**RECORDS FOR THE EXERCISE:**
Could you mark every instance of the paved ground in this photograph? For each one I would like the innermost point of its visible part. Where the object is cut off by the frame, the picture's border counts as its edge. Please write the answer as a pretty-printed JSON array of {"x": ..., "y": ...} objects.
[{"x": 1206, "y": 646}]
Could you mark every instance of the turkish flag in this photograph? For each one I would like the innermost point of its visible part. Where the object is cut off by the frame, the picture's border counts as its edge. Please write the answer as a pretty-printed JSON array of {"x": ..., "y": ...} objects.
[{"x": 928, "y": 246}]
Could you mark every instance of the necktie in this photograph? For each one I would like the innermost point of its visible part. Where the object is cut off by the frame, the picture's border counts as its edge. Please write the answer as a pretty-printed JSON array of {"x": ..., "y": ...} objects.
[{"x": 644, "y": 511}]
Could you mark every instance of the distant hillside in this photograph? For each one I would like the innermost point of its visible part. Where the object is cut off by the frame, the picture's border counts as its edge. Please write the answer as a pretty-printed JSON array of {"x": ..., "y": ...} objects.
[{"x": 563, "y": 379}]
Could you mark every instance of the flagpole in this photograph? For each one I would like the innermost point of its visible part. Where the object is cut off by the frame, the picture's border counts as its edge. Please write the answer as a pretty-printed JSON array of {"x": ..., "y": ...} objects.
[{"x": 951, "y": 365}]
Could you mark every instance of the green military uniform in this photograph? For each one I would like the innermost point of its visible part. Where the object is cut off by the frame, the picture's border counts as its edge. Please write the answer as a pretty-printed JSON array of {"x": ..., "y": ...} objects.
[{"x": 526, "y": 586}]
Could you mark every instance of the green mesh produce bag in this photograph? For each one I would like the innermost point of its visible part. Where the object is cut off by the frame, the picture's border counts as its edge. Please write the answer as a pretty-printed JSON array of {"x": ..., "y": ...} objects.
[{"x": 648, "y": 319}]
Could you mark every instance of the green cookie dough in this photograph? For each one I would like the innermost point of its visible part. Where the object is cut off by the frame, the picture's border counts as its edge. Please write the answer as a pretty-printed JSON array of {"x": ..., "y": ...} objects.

**SET EXERCISE:**
Reproduce the stretch of the data from the line containing "Could you mark every instance of the necktie" through the end, keeping each request unchanged but increasing every x and y coordinate in the answers by 134.

**SOLUTION:**
Could you mark every instance of the necktie in this photograph? For each one I would like the innermost point of its visible part. Where the object is cut off by the frame, the picture's border counts as its edge. Please write the answer as a pretty-printed JSON array of {"x": ..., "y": ...} objects.
[{"x": 778, "y": 645}]
Could you mark every instance of the distant hillside in this photograph? For each one I would like the innermost point of its visible part. Where the object is cut off by the frame, the picture's border counts as its edge. Please write the answer as a pretty-printed JSON array of {"x": ..., "y": ...} objects.
[{"x": 697, "y": 513}]
Could you mark every instance of the flagpole in this photograph? For each one I would like the innermost point of its visible part. Where the object is cut off by the frame, the picture's border counts as its edge. Please write the answer as a pretty-printed JSON array of {"x": ..., "y": ...} objects.
[{"x": 1085, "y": 499}]
Could you mark every instance of the green military uniform in this photograph? For each one I would like the innermost point of its visible part. Where the object is cut off by the frame, the picture's border counts as its edge. Please write the answer as a pretty-printed JSON array of {"x": ..., "y": ...} objects.
[{"x": 660, "y": 720}]
Could you mark every instance of the green mesh produce bag in this photograph? For each one I would like the innermost point of its visible part. Where the object is cut off by the frame, the picture's border counts as its edge. Please write the answer as a pretty-printed JSON array of {"x": ..., "y": ...} objects.
[{"x": 782, "y": 453}]
Could you mark every instance of the green cookie dough in this photograph? For each one I would like the innermost point of its visible part. Where the object is cut off by the frame, the picture's border counts as its edge. Please write the answer as a pretty-printed JSON array of {"x": ..., "y": ...} objects.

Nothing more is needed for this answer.